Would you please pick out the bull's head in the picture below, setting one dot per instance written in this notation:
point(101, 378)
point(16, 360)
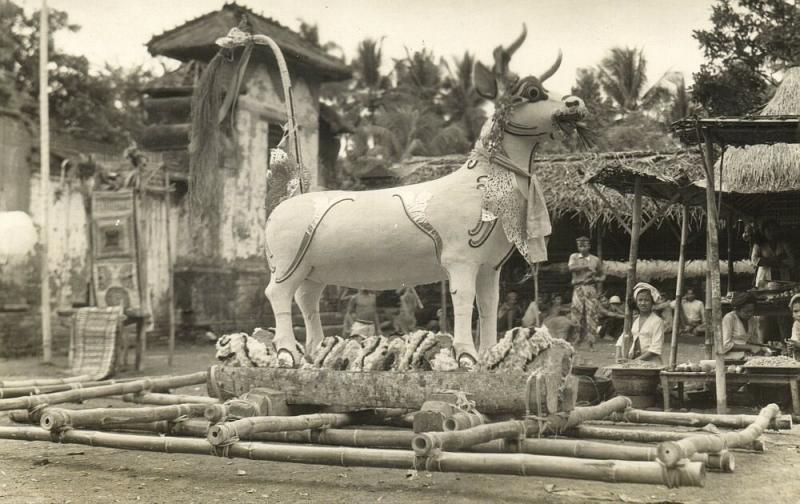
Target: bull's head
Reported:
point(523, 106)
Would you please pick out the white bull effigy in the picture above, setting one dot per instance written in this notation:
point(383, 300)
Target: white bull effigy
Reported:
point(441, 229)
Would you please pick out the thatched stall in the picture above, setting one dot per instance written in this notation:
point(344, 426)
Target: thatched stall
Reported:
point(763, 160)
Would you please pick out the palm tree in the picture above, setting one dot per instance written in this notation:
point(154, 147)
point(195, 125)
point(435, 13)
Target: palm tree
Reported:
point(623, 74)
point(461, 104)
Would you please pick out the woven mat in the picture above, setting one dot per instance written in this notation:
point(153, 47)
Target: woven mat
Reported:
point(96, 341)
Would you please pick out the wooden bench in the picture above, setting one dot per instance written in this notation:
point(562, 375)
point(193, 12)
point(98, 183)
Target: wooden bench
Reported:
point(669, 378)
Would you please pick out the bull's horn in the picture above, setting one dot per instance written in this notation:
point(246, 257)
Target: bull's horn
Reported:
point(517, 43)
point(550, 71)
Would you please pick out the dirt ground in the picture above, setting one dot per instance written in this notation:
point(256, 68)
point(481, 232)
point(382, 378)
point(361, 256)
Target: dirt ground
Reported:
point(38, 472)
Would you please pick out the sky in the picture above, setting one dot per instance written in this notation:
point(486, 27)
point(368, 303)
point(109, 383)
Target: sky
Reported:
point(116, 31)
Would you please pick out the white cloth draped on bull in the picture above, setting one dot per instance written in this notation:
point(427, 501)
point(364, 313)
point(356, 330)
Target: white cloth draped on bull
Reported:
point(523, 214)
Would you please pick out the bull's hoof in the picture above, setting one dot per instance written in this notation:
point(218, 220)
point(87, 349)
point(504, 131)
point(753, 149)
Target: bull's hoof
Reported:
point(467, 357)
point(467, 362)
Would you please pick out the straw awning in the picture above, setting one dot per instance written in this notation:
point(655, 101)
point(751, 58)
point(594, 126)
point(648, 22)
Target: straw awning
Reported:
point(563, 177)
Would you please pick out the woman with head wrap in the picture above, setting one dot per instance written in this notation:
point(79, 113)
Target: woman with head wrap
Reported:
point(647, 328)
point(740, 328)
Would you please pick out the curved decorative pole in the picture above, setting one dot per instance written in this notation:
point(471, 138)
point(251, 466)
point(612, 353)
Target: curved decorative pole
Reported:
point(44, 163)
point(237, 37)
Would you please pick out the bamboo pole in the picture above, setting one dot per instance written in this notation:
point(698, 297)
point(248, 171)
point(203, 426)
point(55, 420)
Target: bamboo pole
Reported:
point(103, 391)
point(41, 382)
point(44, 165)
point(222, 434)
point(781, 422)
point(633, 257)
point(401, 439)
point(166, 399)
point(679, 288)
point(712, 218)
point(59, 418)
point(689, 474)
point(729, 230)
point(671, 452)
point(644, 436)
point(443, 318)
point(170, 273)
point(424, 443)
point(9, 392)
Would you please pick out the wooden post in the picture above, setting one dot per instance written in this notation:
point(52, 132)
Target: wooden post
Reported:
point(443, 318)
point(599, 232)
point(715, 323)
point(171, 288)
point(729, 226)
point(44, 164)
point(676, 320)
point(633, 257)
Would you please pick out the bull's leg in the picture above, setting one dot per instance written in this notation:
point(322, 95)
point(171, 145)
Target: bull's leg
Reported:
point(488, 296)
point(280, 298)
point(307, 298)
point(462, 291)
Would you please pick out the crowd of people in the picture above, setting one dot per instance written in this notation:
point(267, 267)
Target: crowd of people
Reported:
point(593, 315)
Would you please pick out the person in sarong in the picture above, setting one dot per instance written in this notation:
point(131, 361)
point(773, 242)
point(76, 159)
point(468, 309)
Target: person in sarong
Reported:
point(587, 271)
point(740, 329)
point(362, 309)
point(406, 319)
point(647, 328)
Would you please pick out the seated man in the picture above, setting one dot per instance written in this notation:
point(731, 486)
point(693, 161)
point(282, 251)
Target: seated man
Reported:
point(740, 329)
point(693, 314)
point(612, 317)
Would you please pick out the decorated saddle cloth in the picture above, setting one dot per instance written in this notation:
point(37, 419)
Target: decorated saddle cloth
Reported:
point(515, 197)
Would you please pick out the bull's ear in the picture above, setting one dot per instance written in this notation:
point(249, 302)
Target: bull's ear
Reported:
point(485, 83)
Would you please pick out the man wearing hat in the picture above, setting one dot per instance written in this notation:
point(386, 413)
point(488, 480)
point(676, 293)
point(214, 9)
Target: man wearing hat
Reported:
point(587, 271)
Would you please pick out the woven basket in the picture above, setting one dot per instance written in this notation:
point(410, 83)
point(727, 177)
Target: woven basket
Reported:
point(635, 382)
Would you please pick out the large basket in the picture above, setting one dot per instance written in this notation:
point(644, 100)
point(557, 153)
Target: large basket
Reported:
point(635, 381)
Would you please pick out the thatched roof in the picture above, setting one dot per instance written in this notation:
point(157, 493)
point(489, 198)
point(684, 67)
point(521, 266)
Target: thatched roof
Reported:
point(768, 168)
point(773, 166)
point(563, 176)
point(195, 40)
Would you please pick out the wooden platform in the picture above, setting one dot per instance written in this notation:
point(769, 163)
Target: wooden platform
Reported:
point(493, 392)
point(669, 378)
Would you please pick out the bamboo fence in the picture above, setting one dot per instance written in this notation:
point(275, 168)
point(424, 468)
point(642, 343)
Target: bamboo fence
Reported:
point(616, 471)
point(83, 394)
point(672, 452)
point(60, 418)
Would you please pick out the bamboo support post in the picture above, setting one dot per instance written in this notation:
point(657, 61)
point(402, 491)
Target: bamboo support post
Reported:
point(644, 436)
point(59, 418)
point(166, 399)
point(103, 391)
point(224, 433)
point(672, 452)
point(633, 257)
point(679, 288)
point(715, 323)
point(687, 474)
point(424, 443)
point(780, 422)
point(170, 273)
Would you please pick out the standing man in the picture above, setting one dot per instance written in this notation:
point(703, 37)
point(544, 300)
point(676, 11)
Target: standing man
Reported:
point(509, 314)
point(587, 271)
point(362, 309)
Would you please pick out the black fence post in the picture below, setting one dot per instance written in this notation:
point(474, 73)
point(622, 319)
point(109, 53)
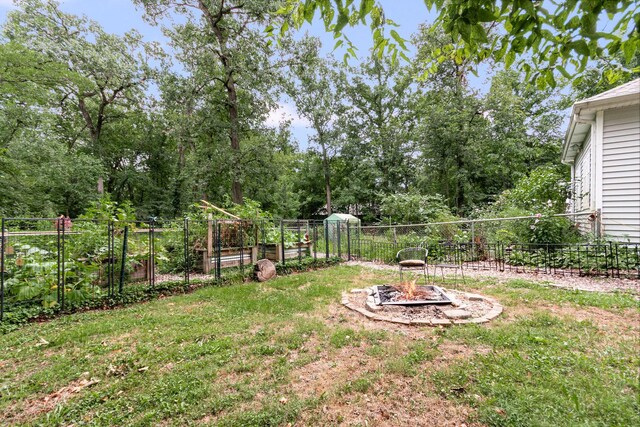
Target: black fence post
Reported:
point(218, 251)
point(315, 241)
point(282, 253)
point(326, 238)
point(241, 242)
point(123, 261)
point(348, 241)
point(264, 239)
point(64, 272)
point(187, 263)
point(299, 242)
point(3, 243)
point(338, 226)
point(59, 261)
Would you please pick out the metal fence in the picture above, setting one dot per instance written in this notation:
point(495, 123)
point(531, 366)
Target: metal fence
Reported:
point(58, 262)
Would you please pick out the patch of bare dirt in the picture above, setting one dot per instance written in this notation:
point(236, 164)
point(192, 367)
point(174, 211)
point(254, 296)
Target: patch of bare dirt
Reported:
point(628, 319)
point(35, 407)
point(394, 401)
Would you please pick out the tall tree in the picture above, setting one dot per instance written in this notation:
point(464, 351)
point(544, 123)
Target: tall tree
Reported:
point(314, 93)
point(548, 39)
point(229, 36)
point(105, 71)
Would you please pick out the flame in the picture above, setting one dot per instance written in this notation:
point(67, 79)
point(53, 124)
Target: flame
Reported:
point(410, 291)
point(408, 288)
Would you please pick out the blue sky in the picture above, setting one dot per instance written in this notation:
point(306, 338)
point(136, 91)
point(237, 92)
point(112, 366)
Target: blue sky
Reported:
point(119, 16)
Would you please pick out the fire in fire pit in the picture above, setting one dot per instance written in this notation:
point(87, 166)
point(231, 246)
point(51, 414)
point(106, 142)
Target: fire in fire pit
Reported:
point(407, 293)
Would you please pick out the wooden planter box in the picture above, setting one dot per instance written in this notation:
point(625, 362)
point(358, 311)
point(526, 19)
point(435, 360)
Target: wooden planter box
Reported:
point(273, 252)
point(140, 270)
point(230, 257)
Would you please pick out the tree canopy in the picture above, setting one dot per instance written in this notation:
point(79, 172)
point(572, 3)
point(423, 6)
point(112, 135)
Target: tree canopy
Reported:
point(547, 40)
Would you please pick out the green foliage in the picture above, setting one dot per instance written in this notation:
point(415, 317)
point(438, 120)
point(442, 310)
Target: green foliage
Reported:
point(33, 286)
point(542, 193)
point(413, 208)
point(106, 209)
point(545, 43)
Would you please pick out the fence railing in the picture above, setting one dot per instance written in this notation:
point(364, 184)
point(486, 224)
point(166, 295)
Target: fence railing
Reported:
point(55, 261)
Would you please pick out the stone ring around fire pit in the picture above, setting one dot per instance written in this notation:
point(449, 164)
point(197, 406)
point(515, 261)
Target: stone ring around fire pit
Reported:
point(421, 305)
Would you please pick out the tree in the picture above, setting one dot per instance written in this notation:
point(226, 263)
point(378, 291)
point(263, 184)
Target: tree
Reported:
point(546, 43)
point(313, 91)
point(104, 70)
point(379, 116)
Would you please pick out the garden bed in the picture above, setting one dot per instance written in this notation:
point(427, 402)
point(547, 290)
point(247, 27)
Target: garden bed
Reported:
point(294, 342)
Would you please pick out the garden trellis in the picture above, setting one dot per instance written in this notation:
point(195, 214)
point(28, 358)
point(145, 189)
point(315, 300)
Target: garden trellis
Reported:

- [HOW TO COMPLETE THIS TASK] In the data above, start at the line that has "Target: bull's hoof", stop after the line that has "Target: straw awning", and print every line in between exactly as it stands.

- [ANSWER BOX]
Target: bull's hoof
Reported:
point(467, 357)
point(467, 362)
Would you please pick out the straw awning in the picture above, setting one dot per instance written in this notation:
point(655, 101)
point(751, 58)
point(594, 126)
point(648, 22)
Target: straw awning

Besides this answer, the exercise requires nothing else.